Set exercise: Pick up the blog post about Dave Reichert's franked mailings right after its last sentence and keep writing it.

Offering frequent news and analysis from the majestic Evergreen State and beyond, The Cascadia Advocate is the Northwest Progressive Institute's unconventional perspective on world, national, and local politics.

Friday, November 03, 2006

Reichert caught abusing taxpayer mailings (again)

Dave Reichert has been campaigning using taxpayer funds again. Big surprise:
Voters in the 8th Congressional District are getting thousands of pieces of official mail in the weeks leading up to the election from Dave Reichert's Congressional office. The mail is "franked," meaning Reichert pays no postage for sending the official mail to constituents.

How can he do that when there is a ban on franked mass mailings within 90 days of an election? It's not mass mail. Each of 130 different letters that have gone out since June go to no more than 499 people. And House rules in the franking manual define "mass mailing" as 500 or more pieces of mail.

In the parlance of Capitol Hill, these are pieces of "499 mail." House members can send out as much official mail as they like with no pre-election cut off as long as each letter goes to no more than 499 people.
Postman also wrote about this in his column today.

Raw records:

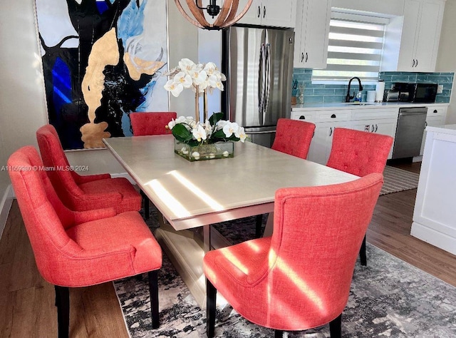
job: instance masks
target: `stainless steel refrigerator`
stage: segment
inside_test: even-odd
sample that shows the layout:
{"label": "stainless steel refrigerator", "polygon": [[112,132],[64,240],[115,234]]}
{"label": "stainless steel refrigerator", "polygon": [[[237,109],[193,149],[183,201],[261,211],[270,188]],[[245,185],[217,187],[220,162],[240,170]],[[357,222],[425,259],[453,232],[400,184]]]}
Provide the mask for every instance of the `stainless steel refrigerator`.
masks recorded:
{"label": "stainless steel refrigerator", "polygon": [[223,32],[222,107],[252,142],[271,147],[291,110],[293,29],[232,26]]}

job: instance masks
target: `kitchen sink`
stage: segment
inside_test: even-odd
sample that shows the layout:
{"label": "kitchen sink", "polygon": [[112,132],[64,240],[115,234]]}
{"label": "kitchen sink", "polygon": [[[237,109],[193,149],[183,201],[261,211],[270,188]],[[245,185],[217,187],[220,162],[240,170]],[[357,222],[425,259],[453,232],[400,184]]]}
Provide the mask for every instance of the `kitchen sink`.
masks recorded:
{"label": "kitchen sink", "polygon": [[345,102],[343,103],[349,106],[378,106],[381,104],[379,102]]}

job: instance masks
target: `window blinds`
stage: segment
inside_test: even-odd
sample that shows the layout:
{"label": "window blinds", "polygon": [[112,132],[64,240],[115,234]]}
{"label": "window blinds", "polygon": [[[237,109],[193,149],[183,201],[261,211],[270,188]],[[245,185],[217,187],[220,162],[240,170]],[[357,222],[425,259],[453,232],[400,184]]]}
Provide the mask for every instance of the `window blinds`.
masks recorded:
{"label": "window blinds", "polygon": [[312,82],[346,83],[353,76],[363,83],[376,81],[387,23],[385,18],[333,11],[328,66],[313,71]]}

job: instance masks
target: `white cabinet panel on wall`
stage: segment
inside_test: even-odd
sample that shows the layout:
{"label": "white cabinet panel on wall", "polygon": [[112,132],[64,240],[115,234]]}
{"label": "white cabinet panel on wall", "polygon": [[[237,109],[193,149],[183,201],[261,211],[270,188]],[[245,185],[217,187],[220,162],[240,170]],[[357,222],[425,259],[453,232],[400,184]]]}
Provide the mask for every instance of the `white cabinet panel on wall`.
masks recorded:
{"label": "white cabinet panel on wall", "polygon": [[331,0],[298,0],[295,68],[326,67]]}
{"label": "white cabinet panel on wall", "polygon": [[[405,0],[402,33],[390,36],[387,32],[381,71],[435,71],[445,3],[445,0]],[[391,19],[390,31],[398,30],[398,20]],[[400,43],[395,50],[398,41],[394,40],[398,39]]]}
{"label": "white cabinet panel on wall", "polygon": [[[239,0],[243,9],[248,0]],[[294,28],[296,19],[296,0],[254,0],[246,14],[238,22],[251,25]]]}
{"label": "white cabinet panel on wall", "polygon": [[[445,125],[445,121],[447,116],[447,106],[433,106],[428,108],[428,115],[426,116],[426,127],[440,127]],[[423,155],[425,150],[425,143],[426,141],[426,130],[423,135],[423,141],[421,141],[421,150],[420,155]]]}

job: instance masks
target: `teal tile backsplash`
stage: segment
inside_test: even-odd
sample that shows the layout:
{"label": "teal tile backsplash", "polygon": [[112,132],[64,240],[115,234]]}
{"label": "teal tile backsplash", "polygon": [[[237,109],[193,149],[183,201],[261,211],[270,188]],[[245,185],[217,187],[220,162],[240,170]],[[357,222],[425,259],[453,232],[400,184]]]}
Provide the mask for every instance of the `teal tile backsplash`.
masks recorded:
{"label": "teal tile backsplash", "polygon": [[[443,85],[443,93],[437,94],[435,102],[450,102],[452,89],[454,73],[408,73],[398,71],[381,72],[379,78],[385,81],[385,88],[390,88],[394,82],[432,82]],[[307,103],[331,103],[343,102],[347,94],[346,85],[312,84],[312,70],[294,68],[293,81],[304,86],[304,102]],[[351,83],[351,88],[357,91],[358,81]],[[366,101],[367,91],[375,91],[375,85],[363,85],[363,100]],[[353,93],[353,91],[351,91]],[[353,95],[353,94],[352,94]]]}

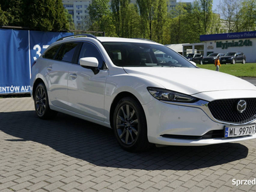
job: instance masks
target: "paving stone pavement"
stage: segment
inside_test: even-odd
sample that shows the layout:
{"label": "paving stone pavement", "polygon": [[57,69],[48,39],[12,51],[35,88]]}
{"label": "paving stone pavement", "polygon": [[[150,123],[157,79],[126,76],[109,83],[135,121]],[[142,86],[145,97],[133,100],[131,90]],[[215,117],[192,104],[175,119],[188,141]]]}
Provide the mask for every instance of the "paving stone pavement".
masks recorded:
{"label": "paving stone pavement", "polygon": [[256,191],[232,182],[256,178],[255,141],[131,153],[110,129],[0,99],[0,191]]}

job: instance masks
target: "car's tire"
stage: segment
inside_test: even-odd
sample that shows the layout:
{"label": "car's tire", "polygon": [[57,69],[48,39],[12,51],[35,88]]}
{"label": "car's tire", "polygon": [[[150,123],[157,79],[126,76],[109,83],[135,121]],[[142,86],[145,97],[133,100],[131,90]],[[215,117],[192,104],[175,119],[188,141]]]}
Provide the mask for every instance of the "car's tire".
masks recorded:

Exercise response:
Reichert's chief of staff, Mike Shields, said 130 different letters have been mailed since June, when the pre-primary mass-mailing ban went into effect. Because the primary and general elections are so close together in Washington, the blackout period carries through to the general election.

Shields said not all the mailings went to 499 people. Sometimes the mail goes to a random selection of 499 constituents; other times it goes to people identified as interested in a specific issue.
Many readers will recall that Republicans made hay out of a franking "scandal" in 1994, so it appears the shoe is firmly on the other foot.

Obviously many pieces of "official" mail that regular folks get from Congress critters and state legislators is thinly disguised campaign propaganda. So it would be easy to go find examples of mailings from Democrats that are glossy and simple-minded. You can bet the Reichert people will be doing just that.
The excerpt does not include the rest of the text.